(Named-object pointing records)
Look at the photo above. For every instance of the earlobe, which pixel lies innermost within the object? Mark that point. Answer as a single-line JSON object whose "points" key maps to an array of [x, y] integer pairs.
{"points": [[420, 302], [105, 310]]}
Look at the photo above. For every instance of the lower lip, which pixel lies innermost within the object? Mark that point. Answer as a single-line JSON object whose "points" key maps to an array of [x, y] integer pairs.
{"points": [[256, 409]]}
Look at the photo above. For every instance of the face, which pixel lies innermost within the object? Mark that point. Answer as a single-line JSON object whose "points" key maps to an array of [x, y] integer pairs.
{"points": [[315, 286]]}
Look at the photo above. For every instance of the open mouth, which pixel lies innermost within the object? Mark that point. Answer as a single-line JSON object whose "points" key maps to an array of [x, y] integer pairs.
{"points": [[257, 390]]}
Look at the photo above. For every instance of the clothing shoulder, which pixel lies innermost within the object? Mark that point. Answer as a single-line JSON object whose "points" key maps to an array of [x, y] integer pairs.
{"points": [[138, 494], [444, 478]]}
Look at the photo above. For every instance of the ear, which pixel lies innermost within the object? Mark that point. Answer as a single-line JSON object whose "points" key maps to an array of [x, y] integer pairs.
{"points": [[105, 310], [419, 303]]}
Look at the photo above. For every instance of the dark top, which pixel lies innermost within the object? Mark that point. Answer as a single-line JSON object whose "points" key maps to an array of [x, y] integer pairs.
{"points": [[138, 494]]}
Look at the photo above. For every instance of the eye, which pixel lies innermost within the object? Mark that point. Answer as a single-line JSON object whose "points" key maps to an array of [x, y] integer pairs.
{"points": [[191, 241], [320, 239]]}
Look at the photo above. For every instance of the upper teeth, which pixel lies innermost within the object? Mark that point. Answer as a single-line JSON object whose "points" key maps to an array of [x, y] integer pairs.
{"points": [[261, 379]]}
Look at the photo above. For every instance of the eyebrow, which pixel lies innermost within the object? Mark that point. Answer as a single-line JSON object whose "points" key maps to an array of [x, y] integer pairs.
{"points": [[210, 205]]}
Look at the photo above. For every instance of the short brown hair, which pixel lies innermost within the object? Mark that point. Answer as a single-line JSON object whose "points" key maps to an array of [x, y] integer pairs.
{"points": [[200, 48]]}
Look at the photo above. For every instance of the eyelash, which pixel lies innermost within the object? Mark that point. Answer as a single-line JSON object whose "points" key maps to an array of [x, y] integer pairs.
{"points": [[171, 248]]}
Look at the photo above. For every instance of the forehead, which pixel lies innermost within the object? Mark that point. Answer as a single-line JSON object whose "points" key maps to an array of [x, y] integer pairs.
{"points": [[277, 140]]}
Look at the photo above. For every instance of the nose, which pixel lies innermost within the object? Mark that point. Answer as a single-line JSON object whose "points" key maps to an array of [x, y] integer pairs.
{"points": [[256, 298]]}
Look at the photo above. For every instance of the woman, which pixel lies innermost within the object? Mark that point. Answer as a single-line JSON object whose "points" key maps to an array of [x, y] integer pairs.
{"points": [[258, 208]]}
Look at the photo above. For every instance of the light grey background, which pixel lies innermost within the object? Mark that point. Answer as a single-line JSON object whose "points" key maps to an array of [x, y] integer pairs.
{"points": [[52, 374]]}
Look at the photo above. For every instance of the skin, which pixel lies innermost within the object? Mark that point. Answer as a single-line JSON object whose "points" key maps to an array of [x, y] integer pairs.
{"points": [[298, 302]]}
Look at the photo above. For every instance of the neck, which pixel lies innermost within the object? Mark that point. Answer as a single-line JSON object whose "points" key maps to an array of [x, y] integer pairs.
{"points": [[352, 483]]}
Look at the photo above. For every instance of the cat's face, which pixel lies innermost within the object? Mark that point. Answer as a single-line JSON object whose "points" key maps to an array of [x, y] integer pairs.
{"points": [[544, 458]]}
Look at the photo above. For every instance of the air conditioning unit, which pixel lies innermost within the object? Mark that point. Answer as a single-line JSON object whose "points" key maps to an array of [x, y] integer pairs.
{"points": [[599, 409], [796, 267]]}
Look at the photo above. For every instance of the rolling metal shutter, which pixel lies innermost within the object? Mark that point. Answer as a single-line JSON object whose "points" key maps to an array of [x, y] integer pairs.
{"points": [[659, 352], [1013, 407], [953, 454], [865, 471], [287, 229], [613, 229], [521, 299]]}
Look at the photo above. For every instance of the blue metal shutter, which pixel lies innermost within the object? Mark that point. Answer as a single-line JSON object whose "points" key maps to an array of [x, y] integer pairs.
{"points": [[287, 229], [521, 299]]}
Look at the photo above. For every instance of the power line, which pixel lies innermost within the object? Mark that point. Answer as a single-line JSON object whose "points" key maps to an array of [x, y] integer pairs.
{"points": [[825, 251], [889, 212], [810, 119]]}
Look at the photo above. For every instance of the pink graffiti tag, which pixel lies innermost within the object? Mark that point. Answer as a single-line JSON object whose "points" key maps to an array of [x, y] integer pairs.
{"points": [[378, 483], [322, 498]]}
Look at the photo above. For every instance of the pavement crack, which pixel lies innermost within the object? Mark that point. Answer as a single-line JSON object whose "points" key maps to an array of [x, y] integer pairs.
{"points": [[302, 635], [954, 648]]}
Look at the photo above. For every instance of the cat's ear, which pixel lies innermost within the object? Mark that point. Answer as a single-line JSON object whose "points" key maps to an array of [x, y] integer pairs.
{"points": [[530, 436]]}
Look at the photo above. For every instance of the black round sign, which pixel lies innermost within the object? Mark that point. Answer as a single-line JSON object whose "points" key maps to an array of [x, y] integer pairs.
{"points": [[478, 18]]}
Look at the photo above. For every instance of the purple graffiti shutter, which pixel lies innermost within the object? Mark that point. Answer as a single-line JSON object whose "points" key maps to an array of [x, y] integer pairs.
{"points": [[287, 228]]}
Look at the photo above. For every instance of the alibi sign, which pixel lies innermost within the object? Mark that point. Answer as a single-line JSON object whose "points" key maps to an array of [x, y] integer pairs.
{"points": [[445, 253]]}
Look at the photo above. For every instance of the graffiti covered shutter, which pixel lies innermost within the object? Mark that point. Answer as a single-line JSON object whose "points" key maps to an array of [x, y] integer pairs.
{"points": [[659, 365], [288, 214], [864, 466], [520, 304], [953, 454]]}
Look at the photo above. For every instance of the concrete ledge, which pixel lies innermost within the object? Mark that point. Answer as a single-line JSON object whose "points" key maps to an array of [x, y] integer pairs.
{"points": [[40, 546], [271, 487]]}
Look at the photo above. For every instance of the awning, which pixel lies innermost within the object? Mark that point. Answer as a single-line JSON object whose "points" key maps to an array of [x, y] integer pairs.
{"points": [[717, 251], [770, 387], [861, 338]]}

Instructions to follow —
Quote all of the entries verbatim.

Worked solution —
Look at the photo above. For every instance of the earlobe, which pixel lies innermost within the object? Mark that point. Answer as a single-line JSON object whose "points" key maps to an array of [x, y] integer pairs.
{"points": [[420, 302], [105, 310]]}
Look at the photo above. For every instance of the lower lip, which pixel lies innermost within the object? Mark that point. Answer as a single-line JSON object whose "points" key maps to an array of [x, y] integer pairs.
{"points": [[256, 409]]}
Look at the photo above. For every instance of the face, which pixel lies innermost within the object? Mark that point. Answer as a single-line JSON object whose "points" key maps to an array of [x, y] integer pairs.
{"points": [[315, 286]]}
Look at the photo above. For every instance of the open mouth, which pixel lies innermost within the object? Mark that point. Answer as a single-line JSON object whose "points" key maps to an array of [x, y] integer pairs.
{"points": [[257, 390]]}
Look at the photo above. For every instance of the clothing shoulder, which pixel lies innermost within the object? Mark that point. Answer as a single-line JSON object whose "points" key maps to an array of [x, y] integer pairs.
{"points": [[138, 494], [444, 478]]}
Look at the photo above. For every instance of the ear, which pixel lies innermost within the object? Mark that point. Answer as a single-line JSON object whose "points" key maps to an array of [x, y] integer pairs.
{"points": [[105, 310], [419, 303]]}
Look at the photo above. For every instance of the dark top, which pixel lies innermost within the object? Mark that point. Answer as a single-line JSON object whose "points" key maps to an array of [x, y] integer pairs.
{"points": [[138, 494]]}
Look at the photo above. For every instance of the eye, which pixel lies innermost within the object? Mark that point. Answer as a single-line JSON object whose "points" key maps to an array of [x, y] integer pairs.
{"points": [[191, 241], [320, 239]]}
Look at the photo above. For every instance of the upper teeth, which pixel lies innermost within the object? Mark that point. Answer as a single-line JSON object whose "points" key maps to an array of [x, y] integer pairs.
{"points": [[261, 379]]}
Look at the photo above. For every instance of the eyebrow, which pixel lies innermost within the object? Mark that point. Answer as a single-line JSON object whose "points" key maps to an array of [x, y] integer pairs.
{"points": [[210, 205]]}
Look at the photo above. For every instance of the short brown hair, which pixel lies innermost within the object? Mark that point. Answer as a single-line JSON object whose "points" key maps to an array of [x, y] integer pairs.
{"points": [[200, 48]]}
Look at the photo above. For every instance of the eyelash, which pixel lies innermost within the object? Mark that point. Answer as a single-line JSON object whose "points" key maps to an array of [x, y] integer pairs.
{"points": [[171, 248]]}
Look at the photo above. For every instance of the forehead, which pixel lies innermost within the object? Mark that point. Answer as a single-line JSON object whose "points" key maps to an array of [x, y] integer pairs.
{"points": [[277, 140]]}
Look at the photo above. For every instance of the nose, which pixel lies innermost within the object? Mark that point. Answer as a single-line JSON object whose "points" key maps to an array of [x, y] integer pairs.
{"points": [[256, 298]]}
Look at the photo above. For every instance of the woman, which pixel lies innermost within the object? Mark that point. Answer as a single-line JSON object whose "points" key maps to an array of [x, y] integer pairs.
{"points": [[258, 208]]}
Look at the photo above. For every instance of the light grey background, which pixel lies innermost within the object? Mark that point. Answer as a single-line JSON object whose "points" key maps to an array of [x, y] integer pairs.
{"points": [[52, 374]]}
Look at the photo above. For every instance of the skin, which pixel lies innermost within the object? Mark that point. Answer as a single-line JSON object whose "points" key maps to an array of [x, y] integer pairs.
{"points": [[298, 302]]}
Look at the photo above. For every instance of the neck, which pixel lies innermost within the object? Mark that point. Answer as a single-line JSON object whose "points" key maps to an array of [x, y] integer pairs.
{"points": [[352, 483]]}
Look at the photo above. For every instance of the cat's face, which pixel lies innermost within the object? Mark that point. Answer as a single-line JSON object whose "points" key maps to an array of [x, y] integer pairs.
{"points": [[544, 458]]}
Look at the photo above. For every instance of the air conditioning unit, which pixel lies innermost within the object? Mark that point. Answer as a single-line JSON object whose "points" key maps to an array of [x, y] integer pairs.
{"points": [[599, 409], [796, 267]]}
Look at the photo above. For every instance of the rolling metal shutter, which pixel lies innermost within the object? Mark that point. Answer as a single-line JSON object whose "points" key maps to an array of [x, y] integer pairs.
{"points": [[659, 352], [1013, 407], [953, 454], [865, 471], [287, 229], [613, 229], [521, 299]]}
Look at the photo above. For every instance of the blue metal shutter, which pixel lies innermost within the object? Mark that point. Answer as a single-line JSON object whose "points" key maps to an array of [x, y] integer pairs.
{"points": [[287, 229], [521, 299]]}
Look at the photo above. For every instance of the power line, which pixel lies innermost within the object? Mark that point. Answer as a single-line JSON object whose "points" key maps to an array of [x, y] integer pairs.
{"points": [[825, 251], [889, 212], [810, 119]]}
Look at the photo above. For every instance of the pink graffiti tag, which pixel lies innermost within the object? Mark that point. Answer as a single-line JSON object whose "points" key maps to an array of [x, y] integer pairs.
{"points": [[378, 483], [322, 498]]}
Look at the photo above. For every instance of the pavement crack, which pixel lies innermost within the object? Mark that point. Answer as a single-line JSON object whose "points" key maps to an array of [x, y] integer pairs.
{"points": [[302, 635], [954, 648]]}
Look at the photo above. For every instance of the cat's ear, which pixel lies innermost within the object? Mark that point. Answer as a single-line JSON object whose "points" key maps to an array of [x, y] integer pairs.
{"points": [[530, 436]]}
Look at the photo above. For every instance of the black round sign, which pixel lies innermost within the object? Mark that point. Answer as a single-line JSON object whose "points" key maps to an array of [x, y] integer pairs.
{"points": [[478, 18]]}
Look at the photo above. For every instance of the purple graffiti shutter, which pixel lies innermost within the object? Mark that point. Answer as a single-line JSON object whose "points" key maps to an array of [x, y] integer pairs.
{"points": [[287, 228]]}
Look at the photo above. For every instance of the alibi sign, which pixel lies innermost within the object? Mark that point. Answer as a single-line JSON object whose "points" key maps to an array of [x, y] integer pairs.
{"points": [[445, 253]]}
Look at the photo above. For every instance of the graffiti covered shutter, which pixel lies innermost within the object? Mark that point. Answer as a single-line JSON object whose "points" key maps to an array of [x, y] integer pairs.
{"points": [[659, 365], [288, 214], [864, 466], [520, 304], [953, 454]]}
Look at the photo above. For every instance of the concrete ledge, which pixel lies innermost within the object? Mark that point. Answer as a single-line JSON object whose "points" key maps to an array of [x, y] integer pairs.
{"points": [[40, 546], [271, 487]]}
Look at the photo above. For every instance of the awning, which pixel lies innermost within the object? Mark that point. Answer as a single-line JSON object whose "points" key maps to an array of [x, y] integer pairs.
{"points": [[717, 251], [770, 387], [861, 338]]}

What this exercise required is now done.